TASK DESCRIPTION:
Swap "plastic cup" for "paper cup" throughout the lines below, and give the lines back with everything else unchanged.

RECORDS TO PROCESS:
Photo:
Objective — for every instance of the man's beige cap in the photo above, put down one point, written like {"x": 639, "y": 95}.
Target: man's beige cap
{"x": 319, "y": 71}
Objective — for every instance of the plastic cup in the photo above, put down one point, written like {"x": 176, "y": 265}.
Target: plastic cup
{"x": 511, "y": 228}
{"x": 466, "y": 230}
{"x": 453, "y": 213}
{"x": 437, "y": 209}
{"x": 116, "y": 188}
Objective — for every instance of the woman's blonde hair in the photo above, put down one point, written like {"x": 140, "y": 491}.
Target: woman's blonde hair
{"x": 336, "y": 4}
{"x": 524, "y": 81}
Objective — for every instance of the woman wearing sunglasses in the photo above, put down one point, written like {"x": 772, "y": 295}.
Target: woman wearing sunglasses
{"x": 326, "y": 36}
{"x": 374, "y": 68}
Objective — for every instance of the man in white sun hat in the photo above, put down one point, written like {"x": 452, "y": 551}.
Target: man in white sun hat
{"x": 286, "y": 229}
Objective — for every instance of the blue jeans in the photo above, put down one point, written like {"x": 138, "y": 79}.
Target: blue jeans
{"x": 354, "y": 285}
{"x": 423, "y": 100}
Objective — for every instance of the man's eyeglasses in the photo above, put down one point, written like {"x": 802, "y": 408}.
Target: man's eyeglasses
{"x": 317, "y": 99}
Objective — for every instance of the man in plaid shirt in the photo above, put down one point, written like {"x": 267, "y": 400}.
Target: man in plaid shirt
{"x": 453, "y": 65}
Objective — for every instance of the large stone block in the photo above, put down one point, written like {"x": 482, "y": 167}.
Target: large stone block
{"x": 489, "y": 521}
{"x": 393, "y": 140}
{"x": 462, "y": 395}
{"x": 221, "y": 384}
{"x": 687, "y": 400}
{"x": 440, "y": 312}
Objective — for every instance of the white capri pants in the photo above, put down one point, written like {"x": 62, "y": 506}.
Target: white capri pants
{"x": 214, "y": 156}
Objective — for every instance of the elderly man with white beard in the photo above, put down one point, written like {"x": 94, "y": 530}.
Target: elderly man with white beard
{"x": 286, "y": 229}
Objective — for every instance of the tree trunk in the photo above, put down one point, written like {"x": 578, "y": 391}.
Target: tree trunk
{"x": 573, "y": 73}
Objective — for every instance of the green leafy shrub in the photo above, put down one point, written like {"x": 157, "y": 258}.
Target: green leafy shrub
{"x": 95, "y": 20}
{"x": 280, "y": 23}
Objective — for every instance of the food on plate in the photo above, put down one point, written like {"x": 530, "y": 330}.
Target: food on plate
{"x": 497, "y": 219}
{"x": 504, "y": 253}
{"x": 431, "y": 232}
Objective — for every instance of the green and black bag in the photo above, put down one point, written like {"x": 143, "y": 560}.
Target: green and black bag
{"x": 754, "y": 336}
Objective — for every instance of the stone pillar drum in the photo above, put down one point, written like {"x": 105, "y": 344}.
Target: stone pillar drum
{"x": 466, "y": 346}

RESPONSE FOR THIS EXERCISE:
Photo:
Objective — for every instance of the man's beige cap in the photo above, put down one point, written like {"x": 639, "y": 95}.
Target: man's beige cap
{"x": 319, "y": 71}
Objective — for every instance of the paper cup in the photo above, put down one point, written like {"x": 176, "y": 265}.
Target: paper cup
{"x": 511, "y": 228}
{"x": 466, "y": 230}
{"x": 453, "y": 213}
{"x": 437, "y": 209}
{"x": 116, "y": 188}
Objective — for every instance of the woman's blonde hair in the photo above, put down one point, written like {"x": 140, "y": 491}.
Target: woman's blonde hair
{"x": 336, "y": 4}
{"x": 524, "y": 81}
Objective — for every instance of the woman wearing sunglasses in the photo above, put down one point, written like {"x": 772, "y": 295}.
Target: woman wearing sunglasses
{"x": 326, "y": 36}
{"x": 374, "y": 68}
Objective — for every instance of the man in white sun hat in the photo above, put down one point, written like {"x": 452, "y": 551}.
Target: man in white sun hat
{"x": 286, "y": 229}
Objective — for every instance of the blue jeans in the photo above, put down one point, written like {"x": 138, "y": 79}.
Target: blue jeans
{"x": 354, "y": 285}
{"x": 423, "y": 100}
Objective — for every instance of the man's eyeglasses in the photo above, put down one point, written like {"x": 802, "y": 408}.
Target: man's eyeglasses
{"x": 317, "y": 99}
Objective — for every instance of the man in plaid shirt in the photo above, put down one point, written like {"x": 267, "y": 400}.
Target: man in plaid shirt
{"x": 453, "y": 65}
Objective — for every instance of the large stone block in the photo above, put down one point, written like {"x": 482, "y": 167}.
Target: large stone block
{"x": 489, "y": 521}
{"x": 393, "y": 140}
{"x": 462, "y": 395}
{"x": 221, "y": 384}
{"x": 687, "y": 400}
{"x": 440, "y": 312}
Objective — for every instance of the white capri pants in the photo above, put down one point, written like {"x": 62, "y": 506}.
Target: white capri pants
{"x": 214, "y": 156}
Objective — for every instance of the elderly man with white beard in the photo above, put down one point, written like {"x": 94, "y": 530}.
Target: elderly man with white beard
{"x": 286, "y": 229}
Objective — for every instance of the tree trunk in the photo above, put down one point, written like {"x": 578, "y": 391}.
Target: tree trunk
{"x": 573, "y": 73}
Objective — for every instance of the green leafy shrub in the photo above, put down one point, written like {"x": 157, "y": 258}.
Target: green leafy shrub
{"x": 95, "y": 20}
{"x": 280, "y": 23}
Objective — for every instance of the food on plate in the photo above, put down one point, written like {"x": 530, "y": 330}.
Target: food on plate
{"x": 497, "y": 219}
{"x": 504, "y": 253}
{"x": 431, "y": 232}
Objective — for every instance of the green and black bag in the photo above, put down one point, written like {"x": 143, "y": 560}.
Target: green and black bag
{"x": 754, "y": 336}
Objective — for every instance of the stone pillar drum in the photo above, put down one point, written like {"x": 105, "y": 344}.
Target: stone pillar drum
{"x": 466, "y": 346}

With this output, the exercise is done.